Task description: State how many lines of the listing below contain the string "above". Case counts, and the answer is the number alone.

Provided entries:
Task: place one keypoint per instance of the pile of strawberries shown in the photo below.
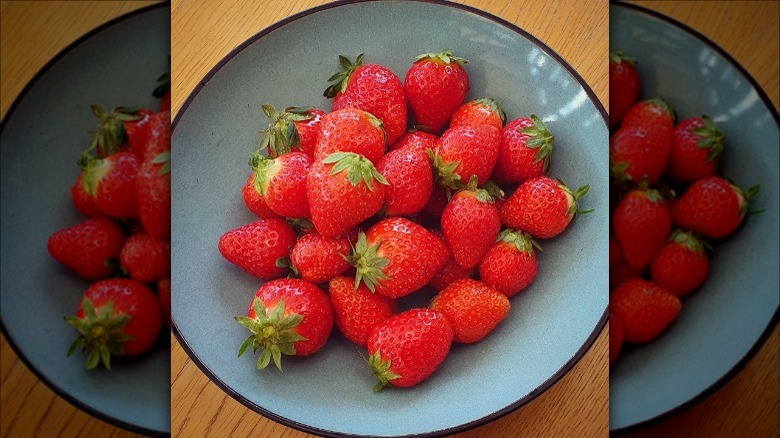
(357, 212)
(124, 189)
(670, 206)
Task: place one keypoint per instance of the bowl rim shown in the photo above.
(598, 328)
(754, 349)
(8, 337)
---
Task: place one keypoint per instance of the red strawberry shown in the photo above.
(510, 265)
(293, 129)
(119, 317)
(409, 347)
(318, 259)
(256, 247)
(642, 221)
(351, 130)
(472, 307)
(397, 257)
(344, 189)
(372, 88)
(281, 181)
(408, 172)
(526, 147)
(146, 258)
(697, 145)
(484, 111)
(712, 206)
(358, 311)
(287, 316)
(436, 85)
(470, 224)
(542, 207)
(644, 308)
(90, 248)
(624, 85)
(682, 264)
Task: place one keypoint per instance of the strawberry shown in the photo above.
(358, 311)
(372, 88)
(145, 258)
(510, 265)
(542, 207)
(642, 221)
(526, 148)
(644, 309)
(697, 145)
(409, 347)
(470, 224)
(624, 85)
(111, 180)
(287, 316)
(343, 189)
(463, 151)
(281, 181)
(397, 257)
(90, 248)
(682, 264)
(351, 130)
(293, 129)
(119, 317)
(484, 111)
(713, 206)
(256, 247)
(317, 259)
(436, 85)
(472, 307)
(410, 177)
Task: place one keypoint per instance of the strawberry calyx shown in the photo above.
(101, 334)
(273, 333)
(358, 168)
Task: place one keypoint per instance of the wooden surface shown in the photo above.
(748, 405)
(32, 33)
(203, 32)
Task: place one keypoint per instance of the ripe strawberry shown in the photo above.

The reply: 6